EXERCISE OBJECTIVE: Given the entries that follow, write out exactly the lines starting at the one containing "Query: jacket zipper" and ending at the one containing "the woman's eyebrow", both ends included, and only those.

Items listed in a dataset
# # # # # # #

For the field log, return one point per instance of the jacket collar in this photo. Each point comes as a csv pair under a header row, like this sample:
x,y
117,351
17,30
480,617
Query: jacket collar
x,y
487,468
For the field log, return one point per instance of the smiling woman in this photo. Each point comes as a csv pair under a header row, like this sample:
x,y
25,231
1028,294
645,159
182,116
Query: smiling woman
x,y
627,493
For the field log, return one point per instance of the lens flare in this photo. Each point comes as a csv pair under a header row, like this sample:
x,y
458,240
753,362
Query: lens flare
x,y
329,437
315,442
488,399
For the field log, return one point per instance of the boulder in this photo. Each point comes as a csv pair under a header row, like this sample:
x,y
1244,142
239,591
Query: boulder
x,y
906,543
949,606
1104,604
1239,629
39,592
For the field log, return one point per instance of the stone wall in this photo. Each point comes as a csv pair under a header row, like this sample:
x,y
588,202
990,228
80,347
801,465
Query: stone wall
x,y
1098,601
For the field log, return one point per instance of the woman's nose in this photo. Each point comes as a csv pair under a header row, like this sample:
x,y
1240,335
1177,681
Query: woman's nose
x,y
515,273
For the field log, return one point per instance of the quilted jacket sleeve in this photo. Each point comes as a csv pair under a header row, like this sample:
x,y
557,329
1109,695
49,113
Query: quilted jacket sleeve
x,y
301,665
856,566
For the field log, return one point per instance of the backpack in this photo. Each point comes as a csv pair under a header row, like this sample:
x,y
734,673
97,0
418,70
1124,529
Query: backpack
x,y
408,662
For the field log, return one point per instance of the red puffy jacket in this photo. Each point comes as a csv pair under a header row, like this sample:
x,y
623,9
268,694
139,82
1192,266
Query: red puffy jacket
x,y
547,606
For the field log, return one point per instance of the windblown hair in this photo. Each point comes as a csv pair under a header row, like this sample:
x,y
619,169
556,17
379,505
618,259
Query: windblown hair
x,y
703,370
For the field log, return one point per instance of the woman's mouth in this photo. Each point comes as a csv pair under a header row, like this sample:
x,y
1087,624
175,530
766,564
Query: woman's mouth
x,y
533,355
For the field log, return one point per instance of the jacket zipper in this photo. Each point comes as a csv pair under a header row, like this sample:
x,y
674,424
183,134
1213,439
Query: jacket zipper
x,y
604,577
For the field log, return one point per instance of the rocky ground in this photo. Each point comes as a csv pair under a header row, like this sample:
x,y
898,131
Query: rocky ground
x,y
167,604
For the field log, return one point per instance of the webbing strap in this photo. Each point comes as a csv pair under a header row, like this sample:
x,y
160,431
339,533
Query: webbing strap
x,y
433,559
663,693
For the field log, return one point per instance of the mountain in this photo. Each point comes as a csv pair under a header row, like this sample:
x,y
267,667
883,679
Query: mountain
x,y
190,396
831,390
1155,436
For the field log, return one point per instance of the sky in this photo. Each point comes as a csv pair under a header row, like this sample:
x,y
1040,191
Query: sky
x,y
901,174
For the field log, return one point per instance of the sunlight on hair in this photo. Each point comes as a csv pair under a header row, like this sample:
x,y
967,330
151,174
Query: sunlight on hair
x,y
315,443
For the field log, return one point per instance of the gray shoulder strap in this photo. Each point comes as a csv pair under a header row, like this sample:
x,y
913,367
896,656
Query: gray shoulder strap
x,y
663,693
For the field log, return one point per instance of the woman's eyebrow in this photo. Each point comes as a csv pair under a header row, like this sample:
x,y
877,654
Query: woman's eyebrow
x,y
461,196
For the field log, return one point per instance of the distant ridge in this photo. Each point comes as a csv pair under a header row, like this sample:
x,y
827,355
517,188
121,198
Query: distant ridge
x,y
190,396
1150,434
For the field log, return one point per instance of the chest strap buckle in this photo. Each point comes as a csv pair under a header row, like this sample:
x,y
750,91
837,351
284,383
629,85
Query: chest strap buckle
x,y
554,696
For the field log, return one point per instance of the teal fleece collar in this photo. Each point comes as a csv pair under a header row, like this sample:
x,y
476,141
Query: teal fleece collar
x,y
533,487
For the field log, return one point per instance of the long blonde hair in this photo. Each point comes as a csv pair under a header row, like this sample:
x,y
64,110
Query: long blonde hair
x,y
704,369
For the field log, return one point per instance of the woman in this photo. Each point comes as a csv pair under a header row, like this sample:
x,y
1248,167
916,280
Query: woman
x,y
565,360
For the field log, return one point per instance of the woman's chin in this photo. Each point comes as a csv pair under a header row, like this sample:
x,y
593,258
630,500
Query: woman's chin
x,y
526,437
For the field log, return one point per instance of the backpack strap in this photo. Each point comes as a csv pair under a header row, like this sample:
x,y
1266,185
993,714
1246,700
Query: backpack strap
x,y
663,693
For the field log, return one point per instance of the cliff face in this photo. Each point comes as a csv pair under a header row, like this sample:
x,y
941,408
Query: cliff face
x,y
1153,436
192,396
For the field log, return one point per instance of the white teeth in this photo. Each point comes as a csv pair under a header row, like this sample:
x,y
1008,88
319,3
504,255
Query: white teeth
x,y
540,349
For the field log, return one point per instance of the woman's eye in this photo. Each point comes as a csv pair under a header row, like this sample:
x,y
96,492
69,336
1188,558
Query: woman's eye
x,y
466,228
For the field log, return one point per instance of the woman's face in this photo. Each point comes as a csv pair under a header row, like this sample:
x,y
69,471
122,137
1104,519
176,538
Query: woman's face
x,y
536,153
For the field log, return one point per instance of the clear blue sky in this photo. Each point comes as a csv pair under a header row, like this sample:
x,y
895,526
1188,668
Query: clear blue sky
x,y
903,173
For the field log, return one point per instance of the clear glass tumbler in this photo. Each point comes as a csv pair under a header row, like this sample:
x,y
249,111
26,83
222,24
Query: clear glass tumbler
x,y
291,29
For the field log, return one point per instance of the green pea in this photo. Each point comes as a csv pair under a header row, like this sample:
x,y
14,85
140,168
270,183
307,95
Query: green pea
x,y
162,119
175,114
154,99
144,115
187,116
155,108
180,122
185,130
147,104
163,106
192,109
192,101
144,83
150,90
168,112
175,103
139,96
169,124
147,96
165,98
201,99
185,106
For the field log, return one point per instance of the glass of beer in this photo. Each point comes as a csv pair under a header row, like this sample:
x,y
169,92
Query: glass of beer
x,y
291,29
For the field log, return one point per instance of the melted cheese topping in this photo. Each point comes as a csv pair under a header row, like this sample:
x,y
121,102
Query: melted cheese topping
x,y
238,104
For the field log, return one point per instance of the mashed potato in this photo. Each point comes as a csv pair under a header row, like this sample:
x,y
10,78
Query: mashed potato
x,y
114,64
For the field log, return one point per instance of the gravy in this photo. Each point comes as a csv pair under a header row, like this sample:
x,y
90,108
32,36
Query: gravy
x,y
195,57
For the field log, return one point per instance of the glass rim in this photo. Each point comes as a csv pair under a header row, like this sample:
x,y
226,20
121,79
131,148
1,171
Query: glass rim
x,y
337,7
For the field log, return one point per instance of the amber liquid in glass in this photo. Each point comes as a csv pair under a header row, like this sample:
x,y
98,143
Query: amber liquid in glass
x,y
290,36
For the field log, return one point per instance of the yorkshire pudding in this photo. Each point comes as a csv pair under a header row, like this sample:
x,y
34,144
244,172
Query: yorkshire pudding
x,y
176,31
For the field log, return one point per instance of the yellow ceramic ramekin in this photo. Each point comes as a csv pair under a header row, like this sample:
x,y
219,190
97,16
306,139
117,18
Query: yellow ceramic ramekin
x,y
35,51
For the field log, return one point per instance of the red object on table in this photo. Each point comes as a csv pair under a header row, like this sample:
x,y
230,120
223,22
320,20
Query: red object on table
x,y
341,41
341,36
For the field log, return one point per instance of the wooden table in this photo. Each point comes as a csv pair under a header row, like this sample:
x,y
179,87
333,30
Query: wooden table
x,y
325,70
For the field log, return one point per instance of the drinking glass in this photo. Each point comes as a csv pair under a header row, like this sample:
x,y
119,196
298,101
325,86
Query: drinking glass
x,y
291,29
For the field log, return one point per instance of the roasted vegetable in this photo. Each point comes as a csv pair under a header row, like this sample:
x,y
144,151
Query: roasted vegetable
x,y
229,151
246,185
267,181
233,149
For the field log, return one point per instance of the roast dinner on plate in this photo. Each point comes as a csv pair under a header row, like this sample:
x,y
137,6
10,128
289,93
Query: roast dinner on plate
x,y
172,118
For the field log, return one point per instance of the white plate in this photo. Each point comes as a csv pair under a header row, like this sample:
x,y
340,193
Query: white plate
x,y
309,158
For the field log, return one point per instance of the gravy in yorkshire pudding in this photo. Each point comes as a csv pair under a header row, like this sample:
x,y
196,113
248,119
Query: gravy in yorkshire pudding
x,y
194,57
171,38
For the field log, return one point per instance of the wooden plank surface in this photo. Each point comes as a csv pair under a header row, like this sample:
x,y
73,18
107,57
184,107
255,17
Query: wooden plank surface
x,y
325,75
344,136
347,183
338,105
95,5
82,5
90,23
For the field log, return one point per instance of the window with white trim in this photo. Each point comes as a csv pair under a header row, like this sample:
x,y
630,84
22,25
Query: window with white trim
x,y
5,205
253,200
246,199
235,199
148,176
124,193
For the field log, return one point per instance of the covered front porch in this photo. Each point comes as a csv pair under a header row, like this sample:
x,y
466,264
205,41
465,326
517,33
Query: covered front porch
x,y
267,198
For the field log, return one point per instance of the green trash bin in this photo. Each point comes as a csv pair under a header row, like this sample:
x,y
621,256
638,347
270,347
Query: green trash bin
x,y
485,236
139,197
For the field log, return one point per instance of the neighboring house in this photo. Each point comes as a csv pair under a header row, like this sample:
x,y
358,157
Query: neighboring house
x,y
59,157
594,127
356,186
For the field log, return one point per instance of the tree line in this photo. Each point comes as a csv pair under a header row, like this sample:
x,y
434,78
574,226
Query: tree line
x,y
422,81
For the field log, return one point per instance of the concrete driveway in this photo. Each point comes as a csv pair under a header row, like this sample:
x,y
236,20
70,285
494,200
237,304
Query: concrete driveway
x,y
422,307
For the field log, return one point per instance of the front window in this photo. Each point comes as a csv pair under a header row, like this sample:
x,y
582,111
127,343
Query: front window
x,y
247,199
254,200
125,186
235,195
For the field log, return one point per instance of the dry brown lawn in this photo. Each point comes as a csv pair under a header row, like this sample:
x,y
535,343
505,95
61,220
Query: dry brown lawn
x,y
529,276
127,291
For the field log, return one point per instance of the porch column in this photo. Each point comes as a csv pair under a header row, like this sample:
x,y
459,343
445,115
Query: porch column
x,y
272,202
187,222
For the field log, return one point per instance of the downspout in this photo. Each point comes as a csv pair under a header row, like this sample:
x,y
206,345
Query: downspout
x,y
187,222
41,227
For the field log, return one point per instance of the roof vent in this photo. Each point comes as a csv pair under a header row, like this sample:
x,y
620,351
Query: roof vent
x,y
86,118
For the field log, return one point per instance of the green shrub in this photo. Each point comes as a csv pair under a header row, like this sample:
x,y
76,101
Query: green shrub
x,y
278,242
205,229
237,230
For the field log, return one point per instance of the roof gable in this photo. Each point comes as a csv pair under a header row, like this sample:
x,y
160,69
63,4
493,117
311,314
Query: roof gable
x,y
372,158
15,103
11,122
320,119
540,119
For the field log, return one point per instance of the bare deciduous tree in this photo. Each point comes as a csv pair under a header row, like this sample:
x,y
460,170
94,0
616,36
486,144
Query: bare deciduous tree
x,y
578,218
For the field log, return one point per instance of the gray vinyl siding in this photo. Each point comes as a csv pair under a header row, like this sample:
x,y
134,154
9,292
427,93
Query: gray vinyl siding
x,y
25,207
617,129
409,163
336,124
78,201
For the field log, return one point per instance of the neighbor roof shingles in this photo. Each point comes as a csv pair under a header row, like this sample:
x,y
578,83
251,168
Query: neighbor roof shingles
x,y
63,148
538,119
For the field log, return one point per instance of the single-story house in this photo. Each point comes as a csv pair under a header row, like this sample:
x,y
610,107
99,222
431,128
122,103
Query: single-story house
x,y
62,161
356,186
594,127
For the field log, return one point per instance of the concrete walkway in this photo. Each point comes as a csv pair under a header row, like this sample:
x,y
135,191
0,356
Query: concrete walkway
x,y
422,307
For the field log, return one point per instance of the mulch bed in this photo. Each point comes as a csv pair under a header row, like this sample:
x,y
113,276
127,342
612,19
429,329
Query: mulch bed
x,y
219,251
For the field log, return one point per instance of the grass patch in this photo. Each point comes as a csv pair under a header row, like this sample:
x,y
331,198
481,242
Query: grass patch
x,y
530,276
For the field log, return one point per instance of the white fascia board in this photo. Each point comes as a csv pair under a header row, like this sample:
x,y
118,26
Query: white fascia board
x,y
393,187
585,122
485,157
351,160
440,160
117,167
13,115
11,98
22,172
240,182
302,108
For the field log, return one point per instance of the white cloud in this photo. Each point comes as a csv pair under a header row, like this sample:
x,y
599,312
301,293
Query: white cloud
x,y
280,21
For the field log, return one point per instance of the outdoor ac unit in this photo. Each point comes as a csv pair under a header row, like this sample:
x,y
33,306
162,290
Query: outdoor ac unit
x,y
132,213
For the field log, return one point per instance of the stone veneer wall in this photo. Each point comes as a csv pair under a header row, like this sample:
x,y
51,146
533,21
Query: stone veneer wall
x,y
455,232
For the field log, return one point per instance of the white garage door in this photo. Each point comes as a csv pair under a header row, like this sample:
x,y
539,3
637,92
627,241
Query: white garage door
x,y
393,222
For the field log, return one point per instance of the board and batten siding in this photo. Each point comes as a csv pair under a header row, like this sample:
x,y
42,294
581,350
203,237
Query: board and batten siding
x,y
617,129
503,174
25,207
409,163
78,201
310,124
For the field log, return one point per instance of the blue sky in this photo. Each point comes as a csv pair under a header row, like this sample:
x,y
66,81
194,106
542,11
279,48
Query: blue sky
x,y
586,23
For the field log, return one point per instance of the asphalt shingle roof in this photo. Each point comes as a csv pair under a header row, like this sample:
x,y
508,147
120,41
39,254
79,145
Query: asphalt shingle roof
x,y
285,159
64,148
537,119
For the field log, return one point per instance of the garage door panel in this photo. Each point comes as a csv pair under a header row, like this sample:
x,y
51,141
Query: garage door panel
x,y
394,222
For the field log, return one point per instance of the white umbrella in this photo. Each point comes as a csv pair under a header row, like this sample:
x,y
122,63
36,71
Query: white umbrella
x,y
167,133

# # # # # # #

OUTPUT OF THE TASK:
Query: jacket zipper
x,y
604,577
For the field log, return one point per instance of the rocky ground in this photo. Each point comes as a csv pair under a header row, like this sample:
x,y
898,131
Query: rocky ground
x,y
167,604
For the field log, return one point per instance of the webbing strap in this photo. Each point comes as a csv pair under a header row, like this sample:
x,y
160,431
339,533
Query: webbing strap
x,y
433,559
663,693
For the field log, return one point per instance of the mountain in this photo. Each point comes as a csv pair under a header row, like this sample:
x,y
267,667
883,679
Query: mountain
x,y
190,396
831,390
1155,436
For the field log, return one point per instance of the sky in this photo. Each point comes as a csv pair under a header row, like this sample:
x,y
1040,191
Query: sky
x,y
901,174
For the field log, return one point per instance of the sunlight on hair in this photo. Each point comes as a csv pair under a header row, like this sample:
x,y
967,330
151,174
Query: sunlight on hair
x,y
315,443
For the field log, return one point per instance of the gray shoulder strap in this photo. Each point comes as a csv pair under a header row, like this sample:
x,y
913,367
896,656
Query: gray shoulder strap
x,y
663,693
For the field log, return one point per instance of the woman's eyebrow in this photo. Each point comes as a csv pair under a header row, like this sample:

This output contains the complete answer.